Exercise goal:
Your output should be the entries below, exact in every detail.
++++ Provided records ++++
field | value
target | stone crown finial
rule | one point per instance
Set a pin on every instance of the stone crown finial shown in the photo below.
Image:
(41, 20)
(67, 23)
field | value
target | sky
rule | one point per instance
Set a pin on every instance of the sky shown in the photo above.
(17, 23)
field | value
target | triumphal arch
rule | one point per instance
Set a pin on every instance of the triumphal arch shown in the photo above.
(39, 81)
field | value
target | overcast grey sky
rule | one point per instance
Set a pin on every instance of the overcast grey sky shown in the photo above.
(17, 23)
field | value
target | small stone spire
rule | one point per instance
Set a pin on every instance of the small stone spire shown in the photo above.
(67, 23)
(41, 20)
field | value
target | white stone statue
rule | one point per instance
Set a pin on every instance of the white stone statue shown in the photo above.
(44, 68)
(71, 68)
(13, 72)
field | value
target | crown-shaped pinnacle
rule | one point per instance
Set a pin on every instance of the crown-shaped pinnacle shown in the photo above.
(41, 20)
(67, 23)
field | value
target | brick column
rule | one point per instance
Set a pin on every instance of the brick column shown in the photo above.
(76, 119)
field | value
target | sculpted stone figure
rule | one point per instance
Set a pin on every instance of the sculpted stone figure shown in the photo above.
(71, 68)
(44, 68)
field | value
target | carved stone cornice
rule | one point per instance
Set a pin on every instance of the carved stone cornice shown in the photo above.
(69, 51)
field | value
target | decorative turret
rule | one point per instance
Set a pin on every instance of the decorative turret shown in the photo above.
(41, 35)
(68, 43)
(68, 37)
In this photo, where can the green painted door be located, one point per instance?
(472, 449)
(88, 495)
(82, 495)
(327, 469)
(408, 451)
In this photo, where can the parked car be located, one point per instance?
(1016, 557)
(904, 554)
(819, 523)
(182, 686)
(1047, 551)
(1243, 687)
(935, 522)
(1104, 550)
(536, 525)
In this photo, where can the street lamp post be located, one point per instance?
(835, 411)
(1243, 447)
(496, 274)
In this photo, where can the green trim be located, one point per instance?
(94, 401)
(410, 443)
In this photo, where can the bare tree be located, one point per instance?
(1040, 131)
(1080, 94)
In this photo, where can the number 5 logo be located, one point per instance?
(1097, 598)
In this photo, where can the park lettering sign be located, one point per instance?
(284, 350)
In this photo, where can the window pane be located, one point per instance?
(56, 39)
++++
Task solution:
field | value
target | stone crown finial
rule | one point per instance
Set a pin on every instance of the stone crown finial shown in the photo below.
Image:
(41, 20)
(67, 23)
field | value
target | sky
rule | one point per instance
Set a pin on every instance of the sky shown in the photo above.
(17, 23)
field | value
target | triumphal arch
rule | one point per instance
Set a pin on every instance of the triumphal arch shown in the photo above.
(39, 81)
field | value
target | overcast grey sky
rule | one point per instance
Set a pin on every instance of the overcast grey sky shown in the photo above.
(17, 23)
field | value
target | small stone spire
rule | one point per instance
Set a pin on every instance of the small stone spire shown in the photo above.
(67, 23)
(41, 20)
field | value
target | white stone statue
rule | one point per instance
Set a pin on every instance of the white stone statue shown in the photo above.
(44, 68)
(71, 68)
(13, 72)
field | value
target | crown-shaped pinnacle
rule | one point per instance
Set a pin on every instance of the crown-shaped pinnacle shown in the photo above.
(41, 20)
(67, 23)
field | value
target | brick column
rule | one point per instance
Set a pin on every instance of the brick column shown in the photo above.
(76, 119)
field | value
target | sculpted stone figure
rule | one point per instance
Set a pin on every instance of the sculpted stone figure shown in the photo above.
(71, 68)
(44, 68)
field | value
target | carved stone cornice
rule | one point per instance
Set a pin on every instance of the carved stone cornice shown in the photo above.
(69, 51)
field | value
target | decorative turret
rule | one point per instance
Set a pin on every instance of the decorative turret shown in the photo above.
(41, 35)
(68, 43)
(68, 37)
In this photo, where can the green painted door be located, one point per instance?
(472, 449)
(88, 495)
(82, 495)
(327, 469)
(408, 451)
In this photo, where can the parked car be located, one point per instance?
(1016, 557)
(904, 554)
(819, 523)
(182, 686)
(1047, 551)
(1243, 687)
(935, 522)
(1104, 550)
(536, 525)
In this photo, where can the street lamp post be located, one point per instance?
(835, 411)
(1243, 447)
(496, 274)
In this photo, where can the green trim be located, one point per instance?
(94, 401)
(410, 443)
In this photo, where can the bare tree be located, one point per instance?
(1040, 131)
(1080, 94)
In this photo, where can the number 5 logo be located, one point per instance?
(1097, 598)
In this photo, where can the park lettering sign be located, one point per instance?
(284, 350)
In this photo, where can the window pane be located, one point per instance?
(56, 39)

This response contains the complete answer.